### RECORDED INFORMATION
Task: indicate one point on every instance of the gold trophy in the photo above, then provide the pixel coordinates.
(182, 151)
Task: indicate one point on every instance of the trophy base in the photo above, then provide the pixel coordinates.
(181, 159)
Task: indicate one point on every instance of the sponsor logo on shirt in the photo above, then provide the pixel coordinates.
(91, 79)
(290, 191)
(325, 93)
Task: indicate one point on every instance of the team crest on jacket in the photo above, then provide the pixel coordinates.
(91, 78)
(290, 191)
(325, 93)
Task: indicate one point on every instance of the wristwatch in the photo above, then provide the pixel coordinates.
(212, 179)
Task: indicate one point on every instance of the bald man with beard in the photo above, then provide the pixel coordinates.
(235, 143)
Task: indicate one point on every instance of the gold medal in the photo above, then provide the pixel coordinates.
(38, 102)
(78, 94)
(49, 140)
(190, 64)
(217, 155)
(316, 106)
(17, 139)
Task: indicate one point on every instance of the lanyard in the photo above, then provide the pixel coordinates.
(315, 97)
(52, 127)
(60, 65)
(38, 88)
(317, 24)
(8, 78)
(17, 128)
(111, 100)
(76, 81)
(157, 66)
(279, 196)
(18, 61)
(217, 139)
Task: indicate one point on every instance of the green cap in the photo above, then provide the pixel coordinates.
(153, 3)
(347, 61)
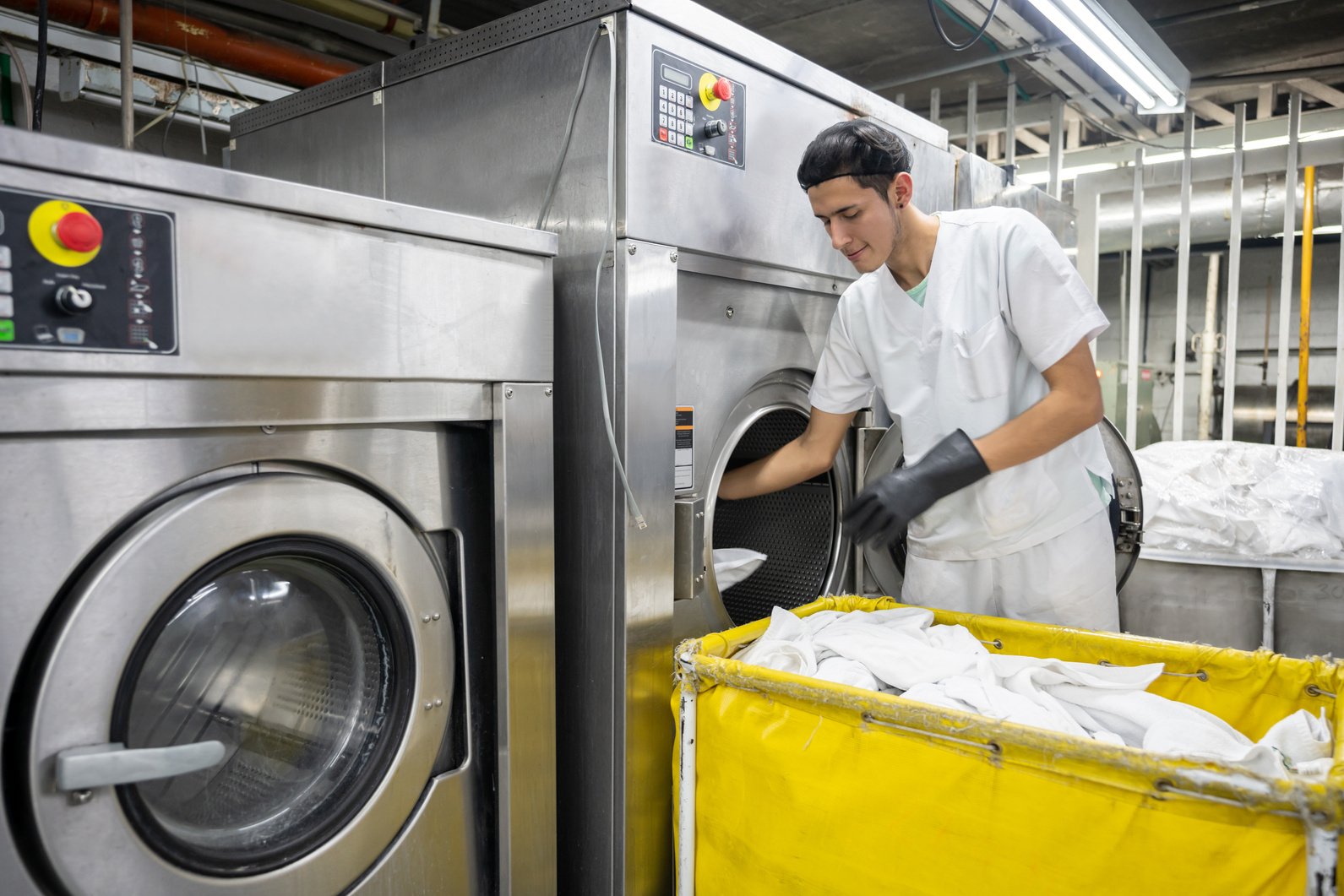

### PROBLEM STATEMENT
Could you print all the entries exactly as they stand, with the pictures left out?

### ANSWER SECTION
Task: indicate one point on every instance of the gold trophy in the photo above, then provide the pixel coordinates.
(182, 151)
Task: indicate one point on every instance of the trophy base in the photo above, then provide the pixel coordinates.
(181, 159)
Task: indicate one point on every instance of the sponsor logo on shirt in the photo above, then provide the pixel coordinates.
(91, 79)
(290, 191)
(325, 93)
Task: indicate one point on every instance of the team crest on jacket in the photo above, then provide the pixel coordinates.
(91, 78)
(290, 191)
(325, 93)
Task: indicate one point on every instance of the wristwatch in the photo above, then provide the pixel coordinates.
(212, 179)
Task: indicate one point on every instance of the bald man with beard in the photo above, then provide the pixel coordinates.
(235, 143)
Task: indicate one point on every instance of the gold medal in the photo above, then provide the pixel coordinates.
(38, 102)
(78, 94)
(49, 140)
(190, 64)
(217, 155)
(316, 106)
(17, 139)
Task: indicate one point on every instance of the lanyard in the photo above, then provide the pixel coordinates.
(315, 97)
(52, 127)
(60, 65)
(38, 88)
(317, 24)
(8, 78)
(17, 128)
(111, 100)
(76, 81)
(157, 66)
(279, 196)
(18, 61)
(217, 139)
Task: indicate one point on every instance of the green cap in the photo above, then provide the pixel coordinates.
(153, 3)
(347, 61)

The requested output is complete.